──────── Source ────────

Before delving into the technical implementation of each module, it is worth remarking that \(\delta {\texttt {Phish}}\) can be implemented as a module in web application firewalls, and, potentially, also as an online blacklisting service (to filter suspicious URLs). Some implementation details that can be used to speed up the processing time of our approach are discussed in Sect. 4.2.

3.1 Browser Automation

The browser automation module launches a browser instance using Selenium Footnote 1 to gather the snapshot of the landing web page and its HTML source, even if the latter is dynamically generated with (obfuscated) JavaScript code. This is indeed a common case for phishing webpages.

3.2 HTML-Based Classification

For HTML-based classification, we define a set of 11 features, obtained by comparing the input page x and the homepage \(x_{0}\) of the website hosted in the same domain. They will be the elements of the \(\mathsf {d}_{1}\)-dimensional feature vector \(\delta _{1}(x)\) (with \(\mathsf {d}_{1}=11\)) depicted in Fig. 2. We use the Jaccard index J as a similarity measure to compute most of the feature values. Given two sets AB, it is defined as the cardinality of their intersection divided by the cardinality of their union:

$$\begin{aligned} J(A, B)={|A \cap B |} / {|A \cup B |} \in [0,1] \, . \end{aligned}$$
(1)

If A and B are both empty, \(J(A,B)=1\). The 11 HTML features used by our approach are described below.

(1) URL. We extract all URLs corresponding to hyperlinks in x and \(x_{0}\) through the inspection of the href attribute of the \(\texttt {<\!a\!>}\) tag,Footnote 2 and create a set for each page. URLs are considered once in each set without repetition. We then compute the Jaccard index (Eq. 1) of the two sets extracted. For instance, let us assume that x and \(x_{0}\) respectively contain these two URL sets:

 

\(U_{x}:\) :

{https://www.example.com/p1/, https://www.example.com/p2/, https://support.example.com/}

\(U_{x_{0}}:\) :

{https://support.example.com/p1, https://www.example.com/p2/, https://support.example.com/en-us/ht20}

In this case, since only one element is exactly the same in both sets (i.e., https://www.example.com/p2/), the Jaccard index is \(J(U_{x}, U_{x_{0}})=0.2\).

(2) 2LD. This feature is similar to the previous one, except that we consider the second-level domains (2LDs) extracted from each URL instead of the full link. The 2LDs are considered once in each set without repetition. Let us now consider the example given for the computation of the previous feature. In this case, both \(U_{x}\) and \(U_{x_{0}}\) will contain only example.com, and, thus, \(J(U_{x}, U_{x_{0}})=1\).

──────── Records shown ────────

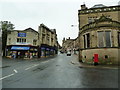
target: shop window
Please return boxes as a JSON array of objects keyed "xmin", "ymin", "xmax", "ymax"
[
  {"xmin": 83, "ymin": 33, "xmax": 90, "ymax": 48},
  {"xmin": 105, "ymin": 32, "xmax": 111, "ymax": 47},
  {"xmin": 98, "ymin": 32, "xmax": 104, "ymax": 47},
  {"xmin": 98, "ymin": 31, "xmax": 111, "ymax": 47},
  {"xmin": 83, "ymin": 35, "xmax": 86, "ymax": 48},
  {"xmin": 86, "ymin": 33, "xmax": 90, "ymax": 48},
  {"xmin": 118, "ymin": 32, "xmax": 120, "ymax": 47},
  {"xmin": 9, "ymin": 38, "xmax": 11, "ymax": 44},
  {"xmin": 17, "ymin": 38, "xmax": 26, "ymax": 43},
  {"xmin": 105, "ymin": 55, "xmax": 108, "ymax": 59}
]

────────

### Stated exercise
List each distinct URL in the two example sets of the phishing-detection excerpt, giving each only once.

### Solution to this problem
https://www.example.com/p1/
https://www.example.com/p2/
https://support.example.com/
https://support.example.com/p1
https://support.example.com/en-us/ht20